## EXERCISE INSTRUCTIONS:
Would you quote the post on the swap workaround, from "std::string fname;" up to and including "catch (std::ios_base::failure &e)"?

## PROVIDED PASSAGE:
□ □ □ □

I must agree with your last sentence :) –  davka Mar 29 '11 at 17:41

While James' post correctly answers your questions, it doesn't supply the usual workaround: swap. Assuming constructFileName() returns std::string and not char const*, the following is idiomatic:

std::string fname;
try
{
    constructFileName().swap(fname); // can throw MyException
    std::ofstream f;
    f.exceptions(std::ios_base::failbit | std::ios_base::badbit);
    f.open(fname.c_str());
    // ...
}
catch (std::ios_base::failure &e)
{
    std::cout << "opening file " << fname << " failed\n";
}
catch (MyException &e)

□ □ □ □

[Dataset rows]

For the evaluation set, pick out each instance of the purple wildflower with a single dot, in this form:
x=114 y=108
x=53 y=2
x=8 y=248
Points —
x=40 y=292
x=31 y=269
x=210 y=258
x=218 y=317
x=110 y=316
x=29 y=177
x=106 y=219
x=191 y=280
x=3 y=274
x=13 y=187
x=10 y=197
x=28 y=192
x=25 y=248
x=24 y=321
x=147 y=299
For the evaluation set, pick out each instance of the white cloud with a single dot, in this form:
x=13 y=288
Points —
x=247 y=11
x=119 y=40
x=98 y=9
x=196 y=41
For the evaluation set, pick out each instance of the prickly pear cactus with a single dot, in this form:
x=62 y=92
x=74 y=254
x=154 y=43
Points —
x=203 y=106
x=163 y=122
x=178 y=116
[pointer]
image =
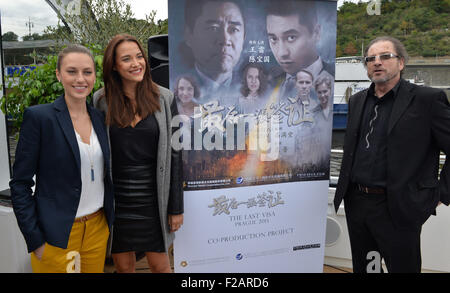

□ □ □ □

## COMPLETE ANSWER:
std::string fname;
try
{
    constructFileName().swap(fname); // can throw MyException
    std::ofstream f;
    f.exceptions(std::ios_base::failbit | std::ios_base::badbit);
    f.open(fname.c_str());
    // ...
}
catch (std::ios_base::failure &e)